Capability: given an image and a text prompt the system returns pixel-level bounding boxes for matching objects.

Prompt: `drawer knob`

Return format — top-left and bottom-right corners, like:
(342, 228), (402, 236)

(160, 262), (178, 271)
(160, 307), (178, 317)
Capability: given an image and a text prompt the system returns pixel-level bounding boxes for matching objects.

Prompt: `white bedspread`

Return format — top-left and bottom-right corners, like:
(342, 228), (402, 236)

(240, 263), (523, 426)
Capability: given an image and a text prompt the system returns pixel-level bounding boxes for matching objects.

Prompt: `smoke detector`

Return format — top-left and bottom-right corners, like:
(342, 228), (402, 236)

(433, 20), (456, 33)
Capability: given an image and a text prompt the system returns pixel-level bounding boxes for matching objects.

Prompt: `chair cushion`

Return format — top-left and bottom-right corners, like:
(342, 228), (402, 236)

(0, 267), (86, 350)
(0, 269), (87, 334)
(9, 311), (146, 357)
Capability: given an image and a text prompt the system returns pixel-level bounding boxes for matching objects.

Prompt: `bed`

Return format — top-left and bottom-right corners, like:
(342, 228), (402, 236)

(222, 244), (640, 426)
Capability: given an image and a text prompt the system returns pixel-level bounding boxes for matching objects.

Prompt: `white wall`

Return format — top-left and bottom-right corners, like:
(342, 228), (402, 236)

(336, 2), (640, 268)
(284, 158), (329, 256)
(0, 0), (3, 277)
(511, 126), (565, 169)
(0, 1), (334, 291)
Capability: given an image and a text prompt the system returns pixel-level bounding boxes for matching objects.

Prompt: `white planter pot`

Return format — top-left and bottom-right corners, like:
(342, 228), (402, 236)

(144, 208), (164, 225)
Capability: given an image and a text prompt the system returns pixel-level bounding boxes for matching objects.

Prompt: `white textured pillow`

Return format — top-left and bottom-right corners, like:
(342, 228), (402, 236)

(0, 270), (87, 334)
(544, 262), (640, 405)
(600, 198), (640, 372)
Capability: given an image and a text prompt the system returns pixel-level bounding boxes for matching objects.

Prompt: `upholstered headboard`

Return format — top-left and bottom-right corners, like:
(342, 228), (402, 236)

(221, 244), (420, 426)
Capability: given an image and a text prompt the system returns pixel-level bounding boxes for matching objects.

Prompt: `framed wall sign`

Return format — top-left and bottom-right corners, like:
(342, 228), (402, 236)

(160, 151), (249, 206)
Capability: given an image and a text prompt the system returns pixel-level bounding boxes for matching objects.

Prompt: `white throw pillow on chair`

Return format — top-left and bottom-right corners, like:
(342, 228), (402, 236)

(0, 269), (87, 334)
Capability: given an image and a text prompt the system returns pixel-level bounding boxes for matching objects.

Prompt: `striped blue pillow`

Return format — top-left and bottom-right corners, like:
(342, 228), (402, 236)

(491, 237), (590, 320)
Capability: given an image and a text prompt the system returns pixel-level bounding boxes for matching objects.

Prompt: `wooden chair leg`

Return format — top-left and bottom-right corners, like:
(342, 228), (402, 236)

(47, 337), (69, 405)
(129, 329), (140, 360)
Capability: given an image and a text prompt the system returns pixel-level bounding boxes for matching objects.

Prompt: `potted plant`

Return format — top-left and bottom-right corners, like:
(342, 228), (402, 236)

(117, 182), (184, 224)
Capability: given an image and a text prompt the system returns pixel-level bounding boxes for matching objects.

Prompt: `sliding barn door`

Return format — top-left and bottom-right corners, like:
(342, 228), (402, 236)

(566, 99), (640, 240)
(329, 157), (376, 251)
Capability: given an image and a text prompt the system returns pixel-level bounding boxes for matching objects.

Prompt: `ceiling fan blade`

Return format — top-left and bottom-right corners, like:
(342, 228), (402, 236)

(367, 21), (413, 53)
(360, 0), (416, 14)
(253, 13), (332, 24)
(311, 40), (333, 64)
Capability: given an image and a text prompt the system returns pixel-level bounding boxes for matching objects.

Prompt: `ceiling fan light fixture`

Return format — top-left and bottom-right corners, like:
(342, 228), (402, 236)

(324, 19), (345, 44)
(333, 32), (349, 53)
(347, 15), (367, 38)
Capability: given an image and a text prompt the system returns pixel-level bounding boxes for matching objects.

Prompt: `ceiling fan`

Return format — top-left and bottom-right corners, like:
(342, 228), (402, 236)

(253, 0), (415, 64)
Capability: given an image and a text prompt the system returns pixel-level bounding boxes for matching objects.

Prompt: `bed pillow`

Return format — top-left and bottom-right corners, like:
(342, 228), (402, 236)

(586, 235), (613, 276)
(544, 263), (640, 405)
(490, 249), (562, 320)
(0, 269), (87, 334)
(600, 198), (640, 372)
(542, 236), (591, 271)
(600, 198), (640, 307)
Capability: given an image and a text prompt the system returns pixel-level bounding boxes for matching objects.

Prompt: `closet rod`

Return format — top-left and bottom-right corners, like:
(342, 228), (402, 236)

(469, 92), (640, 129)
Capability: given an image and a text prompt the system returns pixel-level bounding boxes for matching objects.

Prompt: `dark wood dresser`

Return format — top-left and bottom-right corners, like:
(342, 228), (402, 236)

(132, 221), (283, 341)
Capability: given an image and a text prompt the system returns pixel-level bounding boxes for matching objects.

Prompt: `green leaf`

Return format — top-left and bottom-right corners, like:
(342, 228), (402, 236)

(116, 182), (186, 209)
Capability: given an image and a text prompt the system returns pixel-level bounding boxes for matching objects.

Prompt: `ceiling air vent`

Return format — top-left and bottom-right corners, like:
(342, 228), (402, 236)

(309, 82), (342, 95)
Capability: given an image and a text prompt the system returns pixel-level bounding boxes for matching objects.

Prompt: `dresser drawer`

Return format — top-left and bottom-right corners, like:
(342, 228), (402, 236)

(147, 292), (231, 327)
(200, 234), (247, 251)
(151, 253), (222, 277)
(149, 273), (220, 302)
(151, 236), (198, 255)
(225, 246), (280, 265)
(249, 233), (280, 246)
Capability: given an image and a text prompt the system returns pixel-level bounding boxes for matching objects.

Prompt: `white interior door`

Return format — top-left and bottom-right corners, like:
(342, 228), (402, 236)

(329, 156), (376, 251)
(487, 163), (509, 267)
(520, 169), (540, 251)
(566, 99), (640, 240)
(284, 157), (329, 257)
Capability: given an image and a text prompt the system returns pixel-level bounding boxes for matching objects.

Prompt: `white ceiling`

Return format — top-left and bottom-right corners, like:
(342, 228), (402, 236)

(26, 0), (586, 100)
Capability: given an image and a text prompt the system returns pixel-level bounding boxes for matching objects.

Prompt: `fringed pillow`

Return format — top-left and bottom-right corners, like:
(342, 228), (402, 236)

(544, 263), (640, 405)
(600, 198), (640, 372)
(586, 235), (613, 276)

Problem:
Extract each line of the items above that contains the word "dresser", reproducing every such line in full.

Answer to the problem:
Prompt: `dark wood dresser`
Prompt: `dresser drawer`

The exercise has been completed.